* [Extract to read]
The Vienna Ab initio Simulation Package (VASP) is one of the most popular software tools for such predictions, and it has been written to leverage acceleration technologies and to minimize the time to insight.
New material review: Hafnia
This post examines the computation of the properties of a material called hafnia or hafnium oxide (HfO2).
On its own, hafnia is an electric insulator. It is heavily used in semiconductor manufacturing, as it can serve as a high-κ dielectric film when building dynamic random-access memory (DRAM) storage. It can also act as a gate insulator in metal–oxide–semiconductor field-effect transistors (MOSFETs). Hafnia is of high interest for nonvolatile resistive RAM, which could make booting computers a thing of the past.
While an ideal, pure HfO2 crystal can be calculated affordably using only 12 atoms, it is nothing but a theoretical model. Such crystals have impurities in practice.
At times, a dopant must be added to yield the desired material properties beyond insulation. This doping can be done at the purity level, which means that out of 100 eligible atoms, one atom is replaced by a different element. There are minimally 12 atoms out of which only four are Hf. It soon becomes apparent that such calculations easily call for hundreds of atoms.
This post demonstrates how such calculations can be parallelized efficiently over hundreds and even thousands of GPUs. Hafnia serves as an example, but the principles demonstrated here can of course be applied to similarly sized calculations just as well.
- Speedup: A nondimensional measure of performance relative to a reference. For this post, the reference is single-node performance using 8x A100 80 GB SXM4 GPUs without NCCL enabled. Speedup is calculated by dividing the reference runtime by the elapsed runtime.
- Linear scaling: The speedup curve for an application that is perfectly parallel. In Amdahl’s law terms, it is for an application that is 100% parallelized and the interconnect is infinitely fast. In such a situation, 2x the compute resources results in half the run time and 10x the compute resources results in one-tenth the run time. When plotting speedup compared to number of compute resources, the performance curve is a line sloping up and to the right at 45 degrees. The effect of a parallelized run outperforms this proportional relation. That is, the slope would be steeper than 45 degrees and it is called super-linear scaling.
- Parallel efficiency: A nondimensional measure in percent of how close a particular application execution is to the ideal linear scaling. Parallel efficiency is calculated by dividing the achieved speedup by the linear scaling speedup for that number of compute resources. To avoid wasting compute time, most data centers have policies on minimum parallel efficiency targets (50-70%).
VASP is one of the most widely used applications for electronic-structure calculations and first-principles molecular dynamics. It offers state-of-the-art algorithms and methods to predict material properties like the ones discussed earlier.
This section focuses on using a quantum-chemical method known as density functional theory (DFT) that reaches higher-accuracy predictions by mixing in exact-exchange calculations to approximations within the DFT and is then called hybrid DFT. This added accuracy helps to determine band gaps in closer accordance with experimental results.
Band gaps are the property that classifies materials as insulators, semiconductors, or conductors. For materials based on hafnia, this extra accuracy is crucial, but comes at an increased computational complexity.

* [Set exercise 1] According to the VASP passage, which classes of material do band gaps sort materials into? List them all.
* [Set exercise 2] Repeat the VASP passage between "On its own, hafnia" and "impurities in practice.", inclusive.
* [Set exercise 3] Pick up the VASP passage on computing hafnia's properties after its final sentence, and extend it.
The data placed after the VASP passage play no part in the work.

* [Records provided]
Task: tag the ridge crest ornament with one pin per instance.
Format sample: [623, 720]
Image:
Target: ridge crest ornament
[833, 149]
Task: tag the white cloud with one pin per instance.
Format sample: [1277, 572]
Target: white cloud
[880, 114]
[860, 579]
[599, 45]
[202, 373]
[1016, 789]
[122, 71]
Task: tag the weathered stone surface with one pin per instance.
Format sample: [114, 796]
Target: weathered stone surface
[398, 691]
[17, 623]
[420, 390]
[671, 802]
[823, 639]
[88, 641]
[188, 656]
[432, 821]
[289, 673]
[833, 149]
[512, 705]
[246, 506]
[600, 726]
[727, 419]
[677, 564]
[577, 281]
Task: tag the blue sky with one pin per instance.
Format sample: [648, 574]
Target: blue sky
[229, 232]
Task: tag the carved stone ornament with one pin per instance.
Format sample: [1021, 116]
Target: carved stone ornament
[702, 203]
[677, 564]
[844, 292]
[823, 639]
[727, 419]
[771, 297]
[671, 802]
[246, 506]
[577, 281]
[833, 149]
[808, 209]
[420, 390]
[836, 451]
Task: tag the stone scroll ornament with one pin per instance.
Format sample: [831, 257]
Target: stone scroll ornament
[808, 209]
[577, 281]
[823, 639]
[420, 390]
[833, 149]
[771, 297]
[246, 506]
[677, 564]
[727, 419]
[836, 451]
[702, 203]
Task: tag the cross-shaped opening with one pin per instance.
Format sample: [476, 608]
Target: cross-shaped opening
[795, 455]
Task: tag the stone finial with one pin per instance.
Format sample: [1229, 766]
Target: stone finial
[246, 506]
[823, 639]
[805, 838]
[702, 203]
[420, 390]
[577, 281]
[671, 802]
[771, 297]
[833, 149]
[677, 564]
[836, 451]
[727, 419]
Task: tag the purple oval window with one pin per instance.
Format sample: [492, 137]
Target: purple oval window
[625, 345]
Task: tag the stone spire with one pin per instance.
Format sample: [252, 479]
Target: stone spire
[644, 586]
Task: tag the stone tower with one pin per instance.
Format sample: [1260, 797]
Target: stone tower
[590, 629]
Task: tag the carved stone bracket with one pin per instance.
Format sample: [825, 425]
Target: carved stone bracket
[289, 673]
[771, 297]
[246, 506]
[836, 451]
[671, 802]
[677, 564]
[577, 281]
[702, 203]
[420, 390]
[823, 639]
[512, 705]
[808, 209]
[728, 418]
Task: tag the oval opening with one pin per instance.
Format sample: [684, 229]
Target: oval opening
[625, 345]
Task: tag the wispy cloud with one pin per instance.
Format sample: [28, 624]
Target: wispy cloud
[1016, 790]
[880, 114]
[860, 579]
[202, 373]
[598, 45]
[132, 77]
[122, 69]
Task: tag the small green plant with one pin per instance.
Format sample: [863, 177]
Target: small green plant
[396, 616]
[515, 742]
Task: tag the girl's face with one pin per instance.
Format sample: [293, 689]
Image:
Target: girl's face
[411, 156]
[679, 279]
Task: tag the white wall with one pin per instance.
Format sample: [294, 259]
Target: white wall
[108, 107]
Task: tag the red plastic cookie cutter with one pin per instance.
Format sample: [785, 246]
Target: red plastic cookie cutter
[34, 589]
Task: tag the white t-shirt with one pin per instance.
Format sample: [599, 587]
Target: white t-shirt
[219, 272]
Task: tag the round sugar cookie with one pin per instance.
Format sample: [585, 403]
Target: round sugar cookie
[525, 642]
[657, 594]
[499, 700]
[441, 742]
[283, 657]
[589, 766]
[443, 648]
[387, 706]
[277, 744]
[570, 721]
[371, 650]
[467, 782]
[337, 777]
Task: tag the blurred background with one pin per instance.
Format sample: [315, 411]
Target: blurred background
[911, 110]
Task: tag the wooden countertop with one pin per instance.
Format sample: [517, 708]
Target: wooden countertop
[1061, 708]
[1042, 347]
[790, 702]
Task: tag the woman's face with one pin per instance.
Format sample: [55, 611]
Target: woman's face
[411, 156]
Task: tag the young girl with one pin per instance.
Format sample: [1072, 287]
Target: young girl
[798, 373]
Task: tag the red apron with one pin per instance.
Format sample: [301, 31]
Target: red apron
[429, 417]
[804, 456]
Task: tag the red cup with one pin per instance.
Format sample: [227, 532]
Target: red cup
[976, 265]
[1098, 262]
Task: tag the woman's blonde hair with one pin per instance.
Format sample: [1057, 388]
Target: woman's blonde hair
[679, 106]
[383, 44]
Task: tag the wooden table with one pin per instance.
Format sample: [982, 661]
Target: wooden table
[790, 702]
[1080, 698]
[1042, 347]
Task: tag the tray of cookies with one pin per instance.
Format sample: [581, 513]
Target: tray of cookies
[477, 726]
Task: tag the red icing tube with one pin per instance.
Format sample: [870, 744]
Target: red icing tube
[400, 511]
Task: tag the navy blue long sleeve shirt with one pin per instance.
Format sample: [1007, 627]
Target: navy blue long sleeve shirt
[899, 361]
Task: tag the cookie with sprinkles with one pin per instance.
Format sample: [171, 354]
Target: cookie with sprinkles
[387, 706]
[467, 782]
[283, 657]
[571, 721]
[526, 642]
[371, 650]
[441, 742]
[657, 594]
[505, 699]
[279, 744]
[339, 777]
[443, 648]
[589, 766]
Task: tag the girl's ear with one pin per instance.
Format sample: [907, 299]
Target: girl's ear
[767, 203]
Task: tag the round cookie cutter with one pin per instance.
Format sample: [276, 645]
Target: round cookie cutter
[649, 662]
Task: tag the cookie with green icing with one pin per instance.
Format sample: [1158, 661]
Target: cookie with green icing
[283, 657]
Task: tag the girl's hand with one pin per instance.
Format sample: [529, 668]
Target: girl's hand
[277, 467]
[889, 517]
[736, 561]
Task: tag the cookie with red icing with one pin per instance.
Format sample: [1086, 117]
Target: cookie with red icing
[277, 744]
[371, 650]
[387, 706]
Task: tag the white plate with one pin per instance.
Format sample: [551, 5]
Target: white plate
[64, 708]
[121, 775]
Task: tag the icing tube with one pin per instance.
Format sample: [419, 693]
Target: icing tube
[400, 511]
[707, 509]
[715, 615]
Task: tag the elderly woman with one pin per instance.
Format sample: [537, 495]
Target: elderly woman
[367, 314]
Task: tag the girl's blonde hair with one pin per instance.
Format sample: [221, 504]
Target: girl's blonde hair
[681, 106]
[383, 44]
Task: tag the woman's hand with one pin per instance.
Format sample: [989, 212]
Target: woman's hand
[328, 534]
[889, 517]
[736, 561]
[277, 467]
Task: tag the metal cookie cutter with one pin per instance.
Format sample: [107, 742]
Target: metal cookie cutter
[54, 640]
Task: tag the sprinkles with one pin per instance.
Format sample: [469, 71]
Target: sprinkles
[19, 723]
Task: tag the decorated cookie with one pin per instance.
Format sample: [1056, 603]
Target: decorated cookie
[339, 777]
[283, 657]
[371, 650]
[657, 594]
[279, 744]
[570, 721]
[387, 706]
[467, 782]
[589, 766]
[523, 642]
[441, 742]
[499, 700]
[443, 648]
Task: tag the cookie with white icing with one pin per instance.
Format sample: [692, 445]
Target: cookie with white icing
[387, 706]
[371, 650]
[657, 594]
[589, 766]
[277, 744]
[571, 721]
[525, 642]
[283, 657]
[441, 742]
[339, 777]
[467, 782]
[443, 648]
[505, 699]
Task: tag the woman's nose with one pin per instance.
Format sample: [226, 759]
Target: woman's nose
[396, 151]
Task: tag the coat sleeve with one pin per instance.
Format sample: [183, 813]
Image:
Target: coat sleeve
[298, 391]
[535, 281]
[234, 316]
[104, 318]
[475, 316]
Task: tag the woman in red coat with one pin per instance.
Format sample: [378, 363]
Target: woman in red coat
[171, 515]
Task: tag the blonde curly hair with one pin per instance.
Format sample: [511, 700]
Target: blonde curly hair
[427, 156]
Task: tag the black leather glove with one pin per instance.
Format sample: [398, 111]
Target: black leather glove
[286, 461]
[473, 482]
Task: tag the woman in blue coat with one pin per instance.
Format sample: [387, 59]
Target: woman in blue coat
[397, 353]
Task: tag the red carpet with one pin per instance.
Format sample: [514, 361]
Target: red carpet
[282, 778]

* [Exercise response 1] Insulators, semiconductors, and conductors.

* [Exercise response 2]
On its own, hafnia is an electric insulator. It is heavily used in semiconductor manufacturing, as it can serve as a high-κ dielectric film when building dynamic random-access memory (DRAM) storage. It can also act as a gate insulator in metal–oxide–semiconductor field-effect transistors (MOSFETs). Hafnia is of high interest for nonvolatile resistive RAM, which could make booting computers a thing of the past.
While an ideal, pure HfO2 crystal can be calculated affordably using only 12 atoms, it is nothing but a theoretical model. Such crystals have impurities in practice.

* [Exercise response 3]
Combining this with the need for using many atoms demonstrates the demand for scaling to many nodes on GPU-accelerated supercomputers. Fortunately, even higher accuracy methods are available in VASP. For more information about the additional features, see VASP6.
At a higher level, VASP is a quantum-chemistry application that is different from other, and possibly even more familiar, high-performance computing (HPC) computational-chemistry applications like NAMD, GROMACS, LAMMPS, and AMBER. These codes focus on molecular dynamics (MD) using simplifications to the interactions between atoms such as treating them as point charges. This makes simulations of the movement of those atoms, say because of temperature, computationally inexpensive.
VASP, on the other hand, treats the interaction between atoms on the quantum level, in that it calculates how the electrons interact with each other and can form chemical bonds. It can also derive forces and move atoms for a quantum or ab-initio-MD (AIMD) simulation. This can indeed be interesting to the scientific problem discussed in this post.
However, such a simulation would consist of repeating the hybrid-DFT calculation step many times. While subsequent steps might converge faster, the computational profile of each individual step would not change. This is why we only show a single, ionic step here.
Many VASP calculations employ chemical systems that are small enough not to require execution on HPC facilities. Some users might be uncomfortable with scaling VASP on multiple nodes and suffer through the time-to-solutions, maybe even to the extent that a power outage or some other failure becomes probable. Others may limit their simulation sizes so that runtimes are not as onerous as they would be if better-suited system sizes were investigated.
There are multiple reasons that would drive you toward running simulations multi-node:
- Simulations that would take an unacceptable amount of time to run on a single node, even though the latter might be more efficient.
- Large calculations that require large amounts of memory and cannot fit on a single node require distributed parallelism. While some computational quantities must be replicated across the nodes, most of them can be decomposed. Therefore, the amount of memory required per node is cut roughly by the number of nodes participating in the parallel task.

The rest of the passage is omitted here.